*TASK TO COMPLETE*.
Quote the records that follow in full and exactly; leave out the pictures.

— start of PROVIDED RECORDS —

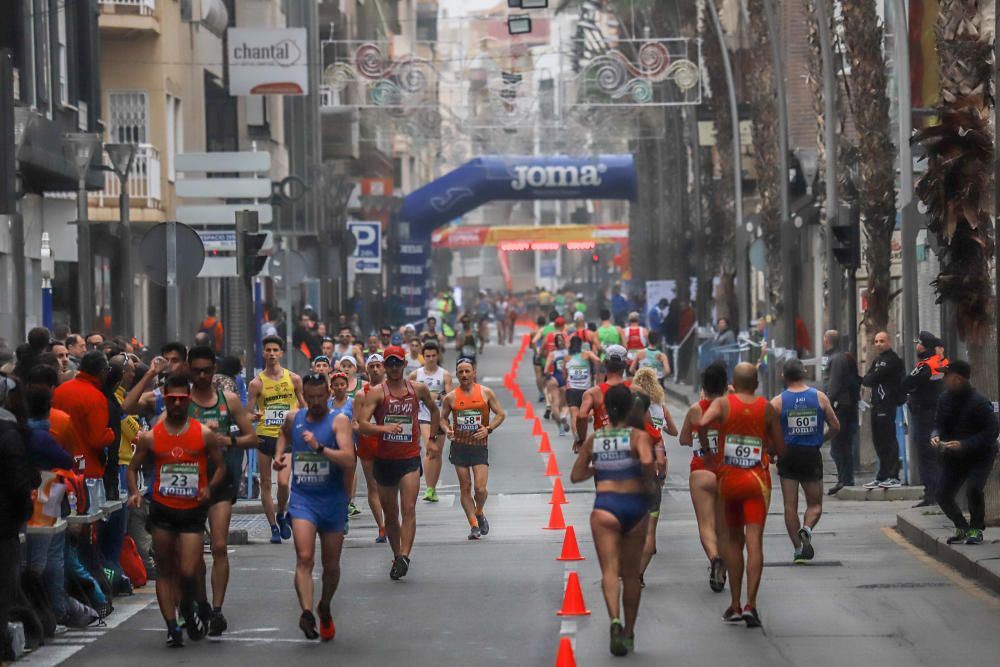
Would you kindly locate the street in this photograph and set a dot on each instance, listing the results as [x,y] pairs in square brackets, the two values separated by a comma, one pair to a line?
[869,597]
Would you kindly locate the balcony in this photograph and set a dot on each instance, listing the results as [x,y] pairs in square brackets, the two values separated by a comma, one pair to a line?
[143,182]
[128,18]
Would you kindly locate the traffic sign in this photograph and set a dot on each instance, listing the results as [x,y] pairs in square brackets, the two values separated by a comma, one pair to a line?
[369,248]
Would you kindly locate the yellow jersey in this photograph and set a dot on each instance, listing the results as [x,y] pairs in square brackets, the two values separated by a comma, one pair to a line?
[276,398]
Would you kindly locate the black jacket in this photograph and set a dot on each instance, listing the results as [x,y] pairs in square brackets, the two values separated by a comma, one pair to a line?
[968,418]
[20,478]
[885,377]
[841,381]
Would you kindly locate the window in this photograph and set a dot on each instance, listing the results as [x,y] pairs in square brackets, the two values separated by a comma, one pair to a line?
[128,111]
[175,134]
[62,55]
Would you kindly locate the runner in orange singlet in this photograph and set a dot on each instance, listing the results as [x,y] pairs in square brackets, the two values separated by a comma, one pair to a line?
[751,429]
[704,464]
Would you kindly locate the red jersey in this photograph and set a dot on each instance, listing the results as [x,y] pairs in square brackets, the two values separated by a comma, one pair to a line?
[402,410]
[180,466]
[743,458]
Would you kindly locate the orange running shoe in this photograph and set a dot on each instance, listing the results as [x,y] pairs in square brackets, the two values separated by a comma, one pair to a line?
[327,630]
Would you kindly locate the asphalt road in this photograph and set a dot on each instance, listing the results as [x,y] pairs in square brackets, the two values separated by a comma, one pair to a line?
[869,598]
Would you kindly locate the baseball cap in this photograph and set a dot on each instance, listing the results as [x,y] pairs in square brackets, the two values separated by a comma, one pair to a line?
[395,351]
[616,352]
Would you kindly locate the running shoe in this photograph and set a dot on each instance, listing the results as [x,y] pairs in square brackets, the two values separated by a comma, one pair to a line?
[805,534]
[751,617]
[175,637]
[618,647]
[717,575]
[327,630]
[400,566]
[732,615]
[218,624]
[960,536]
[307,623]
[285,525]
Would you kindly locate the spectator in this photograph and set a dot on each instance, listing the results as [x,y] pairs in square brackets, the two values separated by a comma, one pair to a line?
[211,326]
[841,385]
[83,400]
[885,379]
[965,431]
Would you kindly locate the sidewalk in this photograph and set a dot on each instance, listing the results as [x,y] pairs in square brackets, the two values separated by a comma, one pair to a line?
[929,530]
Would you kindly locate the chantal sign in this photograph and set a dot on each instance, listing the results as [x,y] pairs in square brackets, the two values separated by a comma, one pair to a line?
[268,61]
[558,176]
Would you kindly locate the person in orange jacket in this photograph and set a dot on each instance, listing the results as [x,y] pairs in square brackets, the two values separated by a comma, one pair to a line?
[82,399]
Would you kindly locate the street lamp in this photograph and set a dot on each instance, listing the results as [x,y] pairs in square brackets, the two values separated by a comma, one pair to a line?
[122,157]
[79,149]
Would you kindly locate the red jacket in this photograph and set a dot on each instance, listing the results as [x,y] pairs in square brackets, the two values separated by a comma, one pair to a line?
[81,398]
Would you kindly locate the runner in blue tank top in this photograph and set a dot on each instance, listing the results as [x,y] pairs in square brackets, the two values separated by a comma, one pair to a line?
[807,420]
[322,458]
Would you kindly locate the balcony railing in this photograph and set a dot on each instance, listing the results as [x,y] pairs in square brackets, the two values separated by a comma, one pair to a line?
[141,7]
[143,181]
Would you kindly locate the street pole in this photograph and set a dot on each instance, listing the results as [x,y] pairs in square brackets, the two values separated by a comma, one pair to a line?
[907,210]
[84,261]
[834,271]
[740,235]
[788,232]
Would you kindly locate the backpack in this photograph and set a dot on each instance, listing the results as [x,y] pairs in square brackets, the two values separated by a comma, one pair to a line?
[131,562]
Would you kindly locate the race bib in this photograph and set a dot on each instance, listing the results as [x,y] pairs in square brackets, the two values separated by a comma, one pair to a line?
[469,421]
[406,421]
[310,468]
[743,451]
[179,480]
[803,422]
[275,415]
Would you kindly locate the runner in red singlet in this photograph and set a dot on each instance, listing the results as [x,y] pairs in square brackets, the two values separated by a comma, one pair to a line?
[615,363]
[180,448]
[395,406]
[704,464]
[751,429]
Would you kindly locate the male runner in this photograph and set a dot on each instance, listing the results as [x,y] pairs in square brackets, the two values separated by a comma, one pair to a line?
[652,357]
[803,410]
[180,449]
[616,360]
[367,446]
[394,404]
[272,394]
[232,431]
[322,455]
[470,405]
[438,380]
[750,428]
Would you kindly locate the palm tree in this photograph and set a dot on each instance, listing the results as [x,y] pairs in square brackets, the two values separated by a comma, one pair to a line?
[863,37]
[956,188]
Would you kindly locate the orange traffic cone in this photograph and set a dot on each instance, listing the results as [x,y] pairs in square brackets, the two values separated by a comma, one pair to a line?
[556,520]
[573,599]
[558,494]
[552,468]
[571,550]
[565,657]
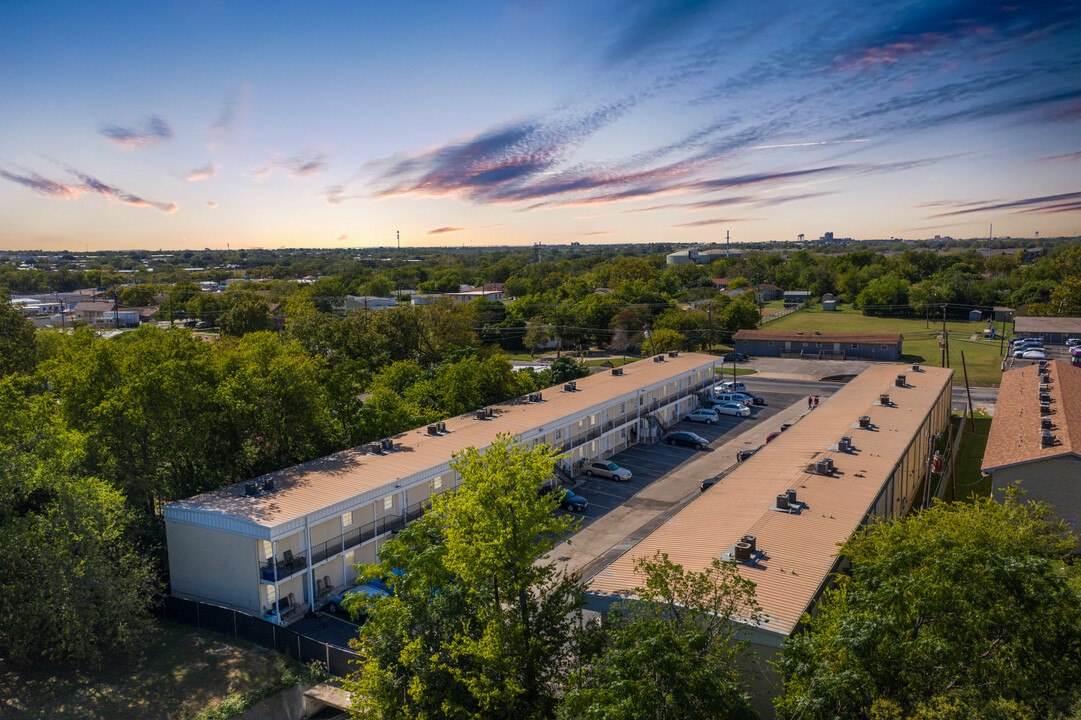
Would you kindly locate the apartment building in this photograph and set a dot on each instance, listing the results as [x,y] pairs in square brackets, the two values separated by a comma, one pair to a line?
[861,456]
[280,544]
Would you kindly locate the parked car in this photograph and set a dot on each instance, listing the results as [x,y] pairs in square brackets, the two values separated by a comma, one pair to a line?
[573,502]
[357,599]
[608,469]
[736,409]
[749,398]
[703,415]
[744,454]
[689,439]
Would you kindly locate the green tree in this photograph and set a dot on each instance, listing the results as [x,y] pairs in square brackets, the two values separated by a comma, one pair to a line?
[17,342]
[72,587]
[965,605]
[250,314]
[672,653]
[478,628]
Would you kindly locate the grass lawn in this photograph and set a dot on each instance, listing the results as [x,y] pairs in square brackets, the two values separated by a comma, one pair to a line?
[921,340]
[969,480]
[184,674]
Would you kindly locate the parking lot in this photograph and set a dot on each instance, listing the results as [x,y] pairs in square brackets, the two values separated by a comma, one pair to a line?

— end of PROVIDED RECORDS —

*SOLVED PROBLEM*.
Would you kindly locate the street in this photograph and set a dot on each instance, listing the results as [x,y] pairs in square brackets, the two values separated by a comma, one pair to a line?
[869,597]
Would you kindly locate the balcony in this photograph and set a dot on each instance, listing the results as [x,y] pairs in square brackets, the two values separated by a comma, one pair to a line?
[143,182]
[128,18]
Would you kindly locate the traffic sign in this photograph and set a dot on each instance, listing the results as [x,y] pairs in square brackets, the two values separated by a comma, one pair to a line?
[369,248]
Would you kindly locate the yellow jersey in this photograph and set a dot on each instance, listing the results as [x,y] pairs in square brackets, the two values separated by a comma, one pair to a line?
[276,398]
Would you kindly locate the black jacket in this photograph and set a dot on each instance, listing the results as [x,y] pairs in square brackets, the two values separated by a comma, one pair to a line?
[968,418]
[20,478]
[885,377]
[841,381]
Would you kindly locate the window in this photograph and set a dot on each instance, listing the results as [x,y] pairs in square brackets, the two values separated by a comma, one pair to a line?
[128,111]
[175,134]
[62,55]
Would you kindly locate the runner in orange singlet in this photograph and set a dot on each instance, listing the results as [x,y] pairs in square brackets, the two values separated by a comma, one pair to a line?
[751,429]
[704,464]
Would you kindly locate the red jersey in this photograph and set a dot on each instance, listing the results as [x,y] pairs in square brackets, the two values separated by a comma, one pair to a line?
[402,410]
[180,466]
[743,458]
Would you kindly locate the orange running shoe in this photograph and set a dot on each instance, listing the results as [x,y] pairs in square brackets, the two values separated by a comma, one pair to a line?
[327,630]
Would you kindly locate the asphalt road in this photograph and set a dot on each instance, listing the results as [x,y] pairs in square brackets, the two values separated by a comma, one pair to a line?
[869,598]
Would you kindly locate the baseball cap in this photograph and set a dot on each instance, listing the results as [x,y] pairs in square brackets, the two values separated by a comma, one pair to a line?
[395,351]
[616,352]
Would you kindly locate the running shoe in this photograph and set a dot on each instance, listing the results as [x,y] pairs in square brackets, the two values separated by a comma, one pair to a line?
[805,534]
[751,617]
[175,637]
[618,647]
[717,575]
[327,630]
[400,566]
[732,615]
[218,624]
[960,536]
[307,623]
[285,525]
Would you kindly locate the spectator in this photograph and set a dot on each instance, listing the results as [x,y] pairs in square brackets, the two values separated by a comma, one pair to a line?
[211,326]
[841,385]
[83,400]
[885,379]
[965,431]
Would you kindly locate the sidewalk in this photograph and set a dot on each instance, listing the results as [x,y] pairs in square brackets, the two values separated by a comma, one pair to a line?
[929,530]
Would you kindly locate the chantal sign in this photograph and set a dot on each instance, listing the results as [x,y] pairs in square brackets, the two values separated by a comma, one pair to a line?
[268,61]
[558,176]
Would you kindly locate the person in orange jacket in this photograph and set a dot on each instance, listing the results as [x,y] pairs in square brackets, the two values separated by a comma, one pair to a line?
[82,399]
Would you kindly locate the street lamp in this photograph and set a dot on each instance, listing the results as [x,y] pairs in square brackets, the two values separated by a comma, one pair to a line?
[122,157]
[79,149]
Would you kindly locate the red jacket in this photograph and set a dot on each instance, listing the results as [x,y] pairs in square brackets, the two values separated by a comma, one pair to a line?
[81,398]
Would you kindly locate the runner in blue tank top in this photograph and set a dot on each instance, listing the results as [x,y] pairs in square brackets, the two values separated by a comma, one pair to a line?
[807,420]
[322,458]
Would you kindly locate the balcony railing in this photograph and set a dot on each instance, listing the results as [x,y] pairs in square brackets, the two values separated by a comma, one pair to a line?
[141,7]
[143,181]
Would you kindly locate the street pole in this photograph and set a dot on each instance, listing the results as [x,y] pairs in square brackets, the two values separated by a comma, one pair to a line?
[907,210]
[84,261]
[834,271]
[740,235]
[788,232]
Would you kindly locate the backpack in this photograph and set a dot on each instance, listing the results as [x,y] pairs in square brackets, the two values separated by a comma, one pair to a line?
[131,562]
Would you kindly locate the race bib in this photograph and set a dot on each instance, listing the results as [x,y] pairs in square brackets, the two values separated by a comma, one pair to a line?
[469,421]
[406,421]
[310,468]
[743,451]
[179,480]
[803,422]
[275,415]
Would you kindly locate the runner in red singlet in this photograph and set a dot on each instance, listing the results as [x,y] pairs in square brackets, the two values separated by a comma, one pair to a line?
[615,363]
[180,448]
[395,406]
[704,464]
[751,429]
Would you kindly locate the male runner in this photograph and set a dot on each instance, listing the results as [x,y] pairs in square brackets, the two values separated by a comma, one pair to a line?
[652,357]
[803,410]
[180,449]
[616,360]
[367,446]
[394,404]
[272,394]
[232,431]
[322,455]
[470,405]
[438,380]
[750,428]
Would you kindly locate the palm tree in this photograph and set a dot on each instance, listing the results as [x,y] pairs in square brackets, the two values separated by a comma, one pair to a line?
[863,37]
[956,188]
Would you kindly locate the orange traffic cone in this photograph and set a dot on each instance, listing the results as [x,y] pairs in square brackets, the two values separated by a comma, one pair to a line?
[556,520]
[573,599]
[558,494]
[552,468]
[571,550]
[565,657]
Would you kindly locate the apartment building in this photograph and set a dot on each instance, listing the results as [x,y] pairs in square brackets, the two values separated by a comma, one pair to a line?
[861,456]
[280,544]
Would you kindly locate the parked car in this photograph and set a dot on each instance, listing the results as [x,y] pairs in square brackets, the two values separated by a comma, one pair to a line?
[573,502]
[357,599]
[608,469]
[736,409]
[749,398]
[703,415]
[744,454]
[689,439]
Would you kindly locate the green tree in this photograph and set a dot on each instance, listing the results as [x,y] pairs in square brackets, the two values separated by a comma, one pair to a line?
[17,342]
[72,587]
[965,605]
[250,314]
[672,653]
[478,628]
Would you kindly locate the grass lawn in this photograph and set a dot on each instance, listing the results as [x,y] pairs in square brackets, the two values separated by a comma, one pair to a line?
[921,340]
[969,480]
[184,674]
Would you kindly locate the parking lot in this photograph and set a dot on each instance, listing the results as [x,y] pairs in square brackets, the two values separated by a comma, one pair to a line?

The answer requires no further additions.